▶ _Objective_
Go through the listing and copy every line word for word.

▶ _Records_
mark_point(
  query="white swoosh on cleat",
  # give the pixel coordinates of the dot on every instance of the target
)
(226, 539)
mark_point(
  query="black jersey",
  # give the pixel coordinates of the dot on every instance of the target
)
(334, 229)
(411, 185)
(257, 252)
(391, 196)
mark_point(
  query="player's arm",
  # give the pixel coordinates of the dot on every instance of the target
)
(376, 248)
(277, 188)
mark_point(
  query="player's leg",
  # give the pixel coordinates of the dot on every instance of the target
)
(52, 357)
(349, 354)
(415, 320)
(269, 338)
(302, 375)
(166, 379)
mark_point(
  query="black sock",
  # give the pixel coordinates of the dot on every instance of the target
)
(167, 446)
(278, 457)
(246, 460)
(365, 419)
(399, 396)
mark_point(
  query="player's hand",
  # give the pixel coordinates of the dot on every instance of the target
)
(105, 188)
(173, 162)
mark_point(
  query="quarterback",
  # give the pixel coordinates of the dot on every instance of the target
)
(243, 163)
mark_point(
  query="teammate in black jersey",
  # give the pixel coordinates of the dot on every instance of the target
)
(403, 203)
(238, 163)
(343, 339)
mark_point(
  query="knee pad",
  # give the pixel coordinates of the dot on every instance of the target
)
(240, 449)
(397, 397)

▶ _Result_
mark_point(
  query="white swoosh on cleat",
  # give the pixel coordinates of the dot on every instance of the target
)
(226, 539)
mark_point(
  query="black jersey",
  # give the pixel coordinates of the dot on every instance of the target
)
(334, 229)
(411, 185)
(257, 252)
(391, 196)
mark_point(
  query="player's arm",
  # give the pixel coordinates of the dot on every instance of the target
)
(376, 248)
(277, 188)
mark_point(
  query="player's leg",
  # give the pixel coordinates of the dot on every instance of the target
)
(52, 357)
(349, 354)
(415, 320)
(269, 338)
(302, 375)
(166, 379)
mark_point(
  query="black sock",
  # give the pixel coordinates of the dot on every instance of the target
)
(167, 446)
(278, 457)
(246, 460)
(365, 419)
(399, 396)
mark_point(
  query="player's hand",
  # give the pixel coordinates of the dot on every instance of the target
)
(105, 188)
(173, 162)
mark_point(
  query="quarterback",
  # give the pixel coordinates of the dot on every instance of the target
)
(243, 163)
mark_point(
  query="teammate in black jersey",
  # give the pixel coordinates of the dot on every instance of the target
)
(403, 203)
(238, 163)
(343, 339)
mark_point(
  query="knee pad",
  # give the pixel coordinates of the dot on every instance of the target
)
(240, 449)
(397, 397)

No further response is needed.